→ WHAT TO DO
Please reproduce every line of the items below word for word, leaving out the pictures.

→ INPUT ROWS
* * *
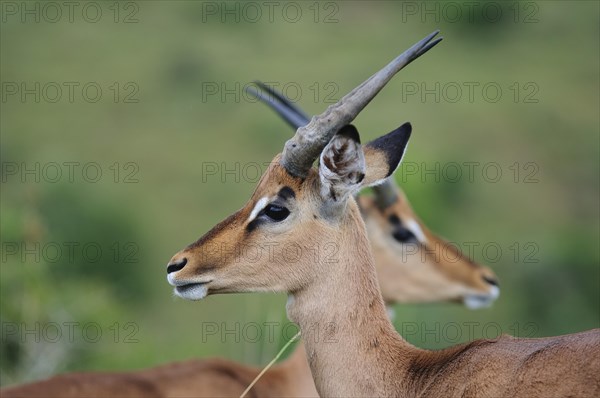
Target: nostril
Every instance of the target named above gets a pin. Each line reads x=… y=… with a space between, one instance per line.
x=491 y=280
x=176 y=266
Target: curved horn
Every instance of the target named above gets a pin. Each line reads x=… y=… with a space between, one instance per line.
x=301 y=150
x=293 y=115
x=386 y=193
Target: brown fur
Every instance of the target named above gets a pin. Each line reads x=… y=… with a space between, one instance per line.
x=217 y=377
x=363 y=355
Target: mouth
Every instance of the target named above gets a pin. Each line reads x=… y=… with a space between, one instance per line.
x=192 y=291
x=477 y=301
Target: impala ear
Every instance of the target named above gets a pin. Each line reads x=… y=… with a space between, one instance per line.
x=384 y=154
x=342 y=165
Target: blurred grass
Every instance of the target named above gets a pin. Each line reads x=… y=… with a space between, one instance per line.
x=171 y=52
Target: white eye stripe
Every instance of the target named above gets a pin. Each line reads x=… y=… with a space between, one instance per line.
x=260 y=205
x=414 y=227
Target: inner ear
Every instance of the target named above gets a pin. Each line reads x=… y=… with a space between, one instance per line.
x=342 y=165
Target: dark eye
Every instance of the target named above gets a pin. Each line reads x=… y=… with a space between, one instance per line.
x=404 y=235
x=276 y=213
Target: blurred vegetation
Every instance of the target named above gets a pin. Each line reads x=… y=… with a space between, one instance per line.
x=170 y=54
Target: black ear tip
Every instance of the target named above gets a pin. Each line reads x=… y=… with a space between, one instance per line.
x=406 y=128
x=349 y=131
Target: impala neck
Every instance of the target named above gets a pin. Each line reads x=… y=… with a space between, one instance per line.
x=351 y=346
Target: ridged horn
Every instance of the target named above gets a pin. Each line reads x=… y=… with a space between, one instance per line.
x=304 y=147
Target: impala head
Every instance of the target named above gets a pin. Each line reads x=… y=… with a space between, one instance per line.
x=413 y=264
x=270 y=244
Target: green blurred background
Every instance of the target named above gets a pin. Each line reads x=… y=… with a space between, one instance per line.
x=157 y=126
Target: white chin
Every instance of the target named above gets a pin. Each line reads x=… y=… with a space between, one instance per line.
x=191 y=292
x=477 y=301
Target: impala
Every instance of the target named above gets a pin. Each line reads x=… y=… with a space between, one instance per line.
x=362 y=355
x=404 y=278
* * *
→ WORKED ANSWER
Target: nostril
Every instance of the target named above gets a pin. Each line reads x=… y=… with a space between, one instance per line.
x=491 y=280
x=176 y=266
Target: curved horn
Every instance of the target named above gets a pin. Each line reads x=… y=… with a space between, one instance per line.
x=301 y=150
x=293 y=115
x=386 y=193
Target: brown fur
Every instance of the target named above gets a pin. Each line reads x=… y=… with a space between, one instance per line.
x=217 y=377
x=363 y=355
Target: mouth
Every instance of the target named above gets a pin. Each line reads x=… y=… with a space between, one instance per line.
x=192 y=291
x=477 y=301
Target: impala ear
Every instance of the target named above gets a pin. Each line reads x=… y=… with a space between, one instance per line.
x=384 y=154
x=342 y=165
Target: blurred grass
Every instance of the target named above gets a pin. Each line reads x=… y=… with a space between, one instance per line.
x=171 y=52
Target: white eye stripe
Every instance of the target named above gets a pin. Each line reads x=… y=… with a space between, one instance per line.
x=260 y=205
x=414 y=227
Target: inner ear
Every instance of the target named above gets a pin. Each line reads x=… y=… with a space between, one instance per line.
x=342 y=165
Target: dark eye
Every instance of the target named above gets a pin. Each line reads x=… y=… with a space between, one instance per line.
x=404 y=235
x=276 y=213
Target: blurred vegetation
Every instance of the target named above gets a pin. Each line reads x=… y=… with a space between, one instance per line.
x=170 y=54
Target: black ear tip
Every instance of the target named above gets a pin. Each line reads x=… y=… with a space between, one instance per line.
x=406 y=128
x=349 y=131
Target: impala neck
Every instance of the target named above gets a pin. Each line reads x=… y=… with a space between, one instance per line.
x=351 y=346
Target: ridged horn
Every instance of the target named above gets a pin. Each line reads x=… y=… with a space between, one instance per line.
x=304 y=147
Target: impala head
Every instance of the target named above gets a pin. Each line reads x=… y=… with a space between, one instance per line.
x=413 y=264
x=270 y=244
Target: green blurred background
Every instance of the target named above gets a pin. Each line reads x=… y=… with a space between, one instance per line.
x=157 y=126
Target: white chin
Every instance of the target named above gets a pin. Each line reads x=… y=… with a space between, one instance per line.
x=191 y=292
x=477 y=301
Target: impala
Every instance of the target named above gets a pin. Each line reads x=… y=… with a space between, one instance per line.
x=362 y=355
x=404 y=278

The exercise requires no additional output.